* TASK INPUTS:
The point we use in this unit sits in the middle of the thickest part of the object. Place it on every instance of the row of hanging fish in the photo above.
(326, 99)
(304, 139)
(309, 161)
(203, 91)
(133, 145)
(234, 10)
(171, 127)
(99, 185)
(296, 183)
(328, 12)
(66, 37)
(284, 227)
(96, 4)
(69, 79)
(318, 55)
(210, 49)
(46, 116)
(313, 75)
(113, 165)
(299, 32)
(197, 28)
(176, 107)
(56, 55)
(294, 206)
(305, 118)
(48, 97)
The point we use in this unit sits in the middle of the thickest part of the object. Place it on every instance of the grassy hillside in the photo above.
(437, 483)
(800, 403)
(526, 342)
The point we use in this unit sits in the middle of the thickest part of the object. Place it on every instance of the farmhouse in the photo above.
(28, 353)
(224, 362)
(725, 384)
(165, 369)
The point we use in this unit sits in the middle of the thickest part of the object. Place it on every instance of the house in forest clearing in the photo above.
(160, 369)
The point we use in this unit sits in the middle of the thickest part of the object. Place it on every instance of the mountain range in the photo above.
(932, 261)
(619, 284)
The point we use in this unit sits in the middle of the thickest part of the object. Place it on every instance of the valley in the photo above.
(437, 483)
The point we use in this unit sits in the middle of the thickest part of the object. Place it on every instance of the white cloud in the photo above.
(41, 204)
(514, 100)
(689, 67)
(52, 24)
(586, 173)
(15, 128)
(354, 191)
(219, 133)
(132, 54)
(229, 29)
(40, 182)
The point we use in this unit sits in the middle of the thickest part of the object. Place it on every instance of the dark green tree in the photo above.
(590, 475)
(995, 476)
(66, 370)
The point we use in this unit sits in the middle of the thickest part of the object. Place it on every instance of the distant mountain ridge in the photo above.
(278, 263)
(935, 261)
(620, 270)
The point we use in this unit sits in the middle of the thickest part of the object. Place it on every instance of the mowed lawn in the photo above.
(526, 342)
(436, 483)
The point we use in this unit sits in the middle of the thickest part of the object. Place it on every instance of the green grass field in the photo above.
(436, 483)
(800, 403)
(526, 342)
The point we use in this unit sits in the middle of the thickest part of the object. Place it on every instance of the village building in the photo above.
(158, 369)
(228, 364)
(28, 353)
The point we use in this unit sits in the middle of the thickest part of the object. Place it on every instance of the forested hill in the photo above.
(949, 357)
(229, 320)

* TASK INSTRUCTIONS:
Your response must repeat all of the material above exactly.

* REPLY:
The point we use in this unit sits in the middle of the thickest part of the object. Place it on every instance of the row of hanging fish in the photo above.
(326, 99)
(304, 139)
(309, 161)
(203, 91)
(133, 145)
(234, 10)
(171, 127)
(99, 185)
(296, 183)
(328, 12)
(66, 37)
(284, 227)
(96, 4)
(69, 79)
(318, 55)
(210, 49)
(46, 116)
(313, 75)
(113, 165)
(299, 32)
(197, 28)
(176, 107)
(56, 55)
(294, 206)
(305, 118)
(48, 97)
The point we use in this unit sits in the middle of the thickest part of the object. Place it on every instance of the grassy hillside in the photo above.
(437, 483)
(800, 403)
(526, 342)
The point we use in this unit sits in the middle of the thickest part of the object. Place it on every instance of the farmhouse in the photo above.
(28, 353)
(224, 362)
(725, 384)
(165, 369)
The point we use in this unit sits in the middle of the thickest part of the object. Place it on every instance of the house in forest clearing in the photo above.
(160, 369)
The point we use in this unit sits in the middle of the thickest part of the object. Place it on every instance of the mountain range in the photo above.
(932, 261)
(619, 284)
The point we use in this unit sits in the middle of the thickest part of the object. Place it on every instance of the valley in the photo above.
(437, 483)
The point we use in this unit sits in the middle of the thickest part of the object. Place it on every instance of the white cloud in the photo above.
(41, 204)
(514, 100)
(689, 67)
(52, 24)
(586, 173)
(15, 128)
(354, 191)
(219, 133)
(132, 54)
(229, 29)
(40, 182)
The point we use in this unit sits in the middle of the thickest part of the object. Place it on every instance of the dark green tree in the photo above.
(590, 475)
(995, 476)
(66, 370)
The point we use in this unit sits in the middle of the thickest part of the object. Place it on every instance of the distant mountain ridge in the photo above.
(278, 263)
(935, 261)
(620, 270)
The point we use in this unit sits in the middle of the thickest part of the object. Place it on every instance of the mowed lawn in the photo above.
(526, 342)
(436, 483)
The point we use in this unit sits in the middle of the thickest part of the object. Place it on every instance of the green grass field in the photo above.
(436, 483)
(800, 403)
(526, 342)
The point we use in this unit sits in the middle of the thickest part of the object. Place it on every instance of the village building in the photo above.
(158, 369)
(228, 364)
(28, 353)
The point we use in this unit sits in the middle of the thickest part of the object. Place it on every instance of the forested hill in the photo above.
(949, 357)
(229, 320)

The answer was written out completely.